*Supplied material*
================================

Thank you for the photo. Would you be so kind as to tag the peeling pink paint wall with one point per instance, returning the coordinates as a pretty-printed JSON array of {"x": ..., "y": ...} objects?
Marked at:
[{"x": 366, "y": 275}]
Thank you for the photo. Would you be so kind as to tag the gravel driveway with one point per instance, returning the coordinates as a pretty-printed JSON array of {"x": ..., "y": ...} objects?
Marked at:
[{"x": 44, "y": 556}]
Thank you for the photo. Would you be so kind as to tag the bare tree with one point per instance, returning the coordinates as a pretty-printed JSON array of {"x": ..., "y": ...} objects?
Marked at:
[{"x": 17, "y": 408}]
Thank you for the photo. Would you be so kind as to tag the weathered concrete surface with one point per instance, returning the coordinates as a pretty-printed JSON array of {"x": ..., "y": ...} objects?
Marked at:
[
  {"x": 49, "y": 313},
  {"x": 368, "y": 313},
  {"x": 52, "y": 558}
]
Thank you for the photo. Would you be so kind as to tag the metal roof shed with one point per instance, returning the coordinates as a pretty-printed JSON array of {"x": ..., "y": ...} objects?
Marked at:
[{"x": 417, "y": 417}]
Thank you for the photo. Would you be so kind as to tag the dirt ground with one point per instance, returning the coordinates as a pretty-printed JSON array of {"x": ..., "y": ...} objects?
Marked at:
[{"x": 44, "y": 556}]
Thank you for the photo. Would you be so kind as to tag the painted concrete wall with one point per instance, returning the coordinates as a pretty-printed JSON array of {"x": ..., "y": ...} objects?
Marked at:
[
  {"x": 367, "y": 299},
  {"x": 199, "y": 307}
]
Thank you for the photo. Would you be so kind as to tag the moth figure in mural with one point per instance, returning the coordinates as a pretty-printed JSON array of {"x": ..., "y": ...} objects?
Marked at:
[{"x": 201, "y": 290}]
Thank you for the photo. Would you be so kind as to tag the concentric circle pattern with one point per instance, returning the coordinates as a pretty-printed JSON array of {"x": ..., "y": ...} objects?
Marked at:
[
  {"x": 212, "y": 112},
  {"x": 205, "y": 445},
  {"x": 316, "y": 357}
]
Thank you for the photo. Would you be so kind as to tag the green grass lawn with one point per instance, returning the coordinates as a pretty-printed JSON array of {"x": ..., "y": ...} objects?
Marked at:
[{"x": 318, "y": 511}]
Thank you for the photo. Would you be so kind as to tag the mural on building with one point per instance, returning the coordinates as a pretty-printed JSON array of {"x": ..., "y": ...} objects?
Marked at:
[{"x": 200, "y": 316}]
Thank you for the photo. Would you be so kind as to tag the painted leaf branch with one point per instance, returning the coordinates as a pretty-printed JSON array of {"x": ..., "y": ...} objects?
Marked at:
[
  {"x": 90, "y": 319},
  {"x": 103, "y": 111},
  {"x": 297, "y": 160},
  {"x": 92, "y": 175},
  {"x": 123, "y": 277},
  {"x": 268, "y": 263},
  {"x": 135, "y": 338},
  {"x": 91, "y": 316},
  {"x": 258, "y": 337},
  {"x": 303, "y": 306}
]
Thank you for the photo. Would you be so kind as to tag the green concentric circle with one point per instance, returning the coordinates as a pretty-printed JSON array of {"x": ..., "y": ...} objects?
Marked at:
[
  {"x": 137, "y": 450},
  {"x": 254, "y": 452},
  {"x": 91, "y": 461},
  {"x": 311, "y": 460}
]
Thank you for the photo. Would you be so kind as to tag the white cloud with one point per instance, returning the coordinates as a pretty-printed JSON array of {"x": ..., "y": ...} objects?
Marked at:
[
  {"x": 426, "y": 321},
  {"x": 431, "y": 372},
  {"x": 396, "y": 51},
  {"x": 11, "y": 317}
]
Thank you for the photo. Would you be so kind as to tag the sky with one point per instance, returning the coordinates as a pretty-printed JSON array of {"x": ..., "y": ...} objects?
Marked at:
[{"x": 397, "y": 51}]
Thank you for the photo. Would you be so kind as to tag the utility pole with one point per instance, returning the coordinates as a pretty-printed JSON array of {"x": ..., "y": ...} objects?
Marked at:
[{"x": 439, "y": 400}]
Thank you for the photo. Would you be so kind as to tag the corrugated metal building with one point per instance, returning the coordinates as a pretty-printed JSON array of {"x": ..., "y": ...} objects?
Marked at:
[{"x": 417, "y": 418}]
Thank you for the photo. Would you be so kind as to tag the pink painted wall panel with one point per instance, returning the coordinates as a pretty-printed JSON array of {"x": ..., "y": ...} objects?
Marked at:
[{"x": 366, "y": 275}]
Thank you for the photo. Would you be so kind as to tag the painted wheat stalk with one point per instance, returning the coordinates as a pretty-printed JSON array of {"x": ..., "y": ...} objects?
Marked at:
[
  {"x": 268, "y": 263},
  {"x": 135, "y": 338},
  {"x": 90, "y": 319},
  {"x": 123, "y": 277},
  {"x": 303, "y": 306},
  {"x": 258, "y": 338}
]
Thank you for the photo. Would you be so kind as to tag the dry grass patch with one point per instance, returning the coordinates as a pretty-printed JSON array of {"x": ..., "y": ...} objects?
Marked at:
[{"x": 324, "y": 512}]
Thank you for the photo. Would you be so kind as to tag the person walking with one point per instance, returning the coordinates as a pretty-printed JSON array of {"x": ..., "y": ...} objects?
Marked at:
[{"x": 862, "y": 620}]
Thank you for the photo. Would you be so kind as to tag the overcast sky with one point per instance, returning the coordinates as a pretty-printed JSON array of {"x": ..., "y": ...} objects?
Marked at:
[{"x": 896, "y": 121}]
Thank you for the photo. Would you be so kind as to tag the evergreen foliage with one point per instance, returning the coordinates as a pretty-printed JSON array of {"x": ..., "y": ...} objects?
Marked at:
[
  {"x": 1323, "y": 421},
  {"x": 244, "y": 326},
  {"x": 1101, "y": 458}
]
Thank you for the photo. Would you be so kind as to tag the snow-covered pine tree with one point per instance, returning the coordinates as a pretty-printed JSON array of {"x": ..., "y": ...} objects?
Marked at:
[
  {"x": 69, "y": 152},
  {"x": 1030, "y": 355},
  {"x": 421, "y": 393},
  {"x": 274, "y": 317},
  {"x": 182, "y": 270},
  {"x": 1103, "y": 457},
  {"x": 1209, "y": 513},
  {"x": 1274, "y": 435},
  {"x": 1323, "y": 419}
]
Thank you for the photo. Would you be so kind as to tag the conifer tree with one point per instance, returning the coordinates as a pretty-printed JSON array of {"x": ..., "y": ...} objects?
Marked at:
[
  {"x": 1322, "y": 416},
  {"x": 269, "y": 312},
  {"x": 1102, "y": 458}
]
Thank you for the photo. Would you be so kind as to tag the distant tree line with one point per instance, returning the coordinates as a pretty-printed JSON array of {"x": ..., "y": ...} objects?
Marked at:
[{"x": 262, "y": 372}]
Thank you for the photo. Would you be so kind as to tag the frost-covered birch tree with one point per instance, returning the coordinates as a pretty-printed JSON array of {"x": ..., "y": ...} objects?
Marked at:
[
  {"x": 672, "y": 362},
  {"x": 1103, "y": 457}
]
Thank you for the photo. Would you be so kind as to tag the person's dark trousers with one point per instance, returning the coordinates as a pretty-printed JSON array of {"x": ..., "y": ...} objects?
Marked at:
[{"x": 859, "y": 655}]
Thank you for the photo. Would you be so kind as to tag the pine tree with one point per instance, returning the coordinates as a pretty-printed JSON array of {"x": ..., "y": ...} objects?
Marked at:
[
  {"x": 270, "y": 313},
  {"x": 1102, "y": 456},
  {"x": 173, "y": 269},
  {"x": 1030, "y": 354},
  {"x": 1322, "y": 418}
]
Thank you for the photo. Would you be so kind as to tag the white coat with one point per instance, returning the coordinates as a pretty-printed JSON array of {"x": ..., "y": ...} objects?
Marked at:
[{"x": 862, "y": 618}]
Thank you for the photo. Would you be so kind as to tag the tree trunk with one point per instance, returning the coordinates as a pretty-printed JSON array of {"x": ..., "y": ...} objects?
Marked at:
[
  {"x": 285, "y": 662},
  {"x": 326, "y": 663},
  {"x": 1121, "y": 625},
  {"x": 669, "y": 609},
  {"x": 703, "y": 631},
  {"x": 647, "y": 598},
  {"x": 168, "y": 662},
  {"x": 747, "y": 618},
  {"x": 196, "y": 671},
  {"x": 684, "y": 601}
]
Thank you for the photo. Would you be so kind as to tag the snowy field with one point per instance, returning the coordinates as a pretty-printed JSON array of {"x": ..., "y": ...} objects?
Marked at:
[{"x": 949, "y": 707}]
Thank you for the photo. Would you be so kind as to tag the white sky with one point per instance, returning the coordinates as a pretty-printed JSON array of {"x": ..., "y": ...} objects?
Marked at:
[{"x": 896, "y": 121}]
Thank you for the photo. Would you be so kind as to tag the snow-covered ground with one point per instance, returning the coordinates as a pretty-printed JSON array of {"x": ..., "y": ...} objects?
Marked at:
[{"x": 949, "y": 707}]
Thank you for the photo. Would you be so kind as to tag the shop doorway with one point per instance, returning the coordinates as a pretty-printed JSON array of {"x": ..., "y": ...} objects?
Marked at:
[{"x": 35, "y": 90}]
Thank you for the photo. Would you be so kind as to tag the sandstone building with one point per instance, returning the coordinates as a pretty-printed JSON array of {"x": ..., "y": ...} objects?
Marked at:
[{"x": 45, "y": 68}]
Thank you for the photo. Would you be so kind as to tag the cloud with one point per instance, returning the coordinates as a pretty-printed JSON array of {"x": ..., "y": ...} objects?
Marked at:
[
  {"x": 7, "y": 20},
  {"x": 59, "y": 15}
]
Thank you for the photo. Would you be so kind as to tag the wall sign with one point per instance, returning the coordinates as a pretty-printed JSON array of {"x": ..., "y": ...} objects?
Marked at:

================================

*What you will do*
Beginning at the line that holds "tag the snowy", write out word for word each line through the end of the records.

*Task answer*
Thank you for the photo. Would you be so kind as to tag the snowy field with one point per instance, returning the coordinates as a pretty-printed JSON array of {"x": ..., "y": ...} objects?
Marked at:
[{"x": 949, "y": 707}]
Thank you for the photo. Would you be so kind as to tag the white sky with one point per instance, returning the coordinates as a pretty-printed JSON array of {"x": ..., "y": ...} objects?
Marked at:
[{"x": 896, "y": 121}]
Thank you for the photo. Would you be so kind as to tag the snow-covered ground with one point per instance, returning the coordinates as a pretty-printed JSON array of {"x": ..., "y": ...} objects?
Marked at:
[{"x": 949, "y": 707}]
Thank you for the photo. Would you be so kind as to tag the shop doorway with one point per instance, returning the coordinates as a pretty-printed JSON array of {"x": ..., "y": ...} objects?
Marked at:
[{"x": 35, "y": 90}]
Thank you for the photo. Would you be so kind as to tag the sandstone building with one point per instance, returning the coordinates as a pretty-printed JSON array of {"x": ..., "y": ...} objects?
Marked at:
[{"x": 45, "y": 68}]
Thank you for the photo. Would you be so kind as to tag the cloud with one point per instance, returning the coordinates as a pretty-printed JSON array of {"x": ..., "y": ...} objects?
Marked at:
[
  {"x": 7, "y": 20},
  {"x": 59, "y": 15}
]
Thank you for the photo. Would you be so kind as to tag the wall sign with one point per instance, returning the coordinates as a pretty-printed JSON array of {"x": ..., "y": ...} objects?
Marked at:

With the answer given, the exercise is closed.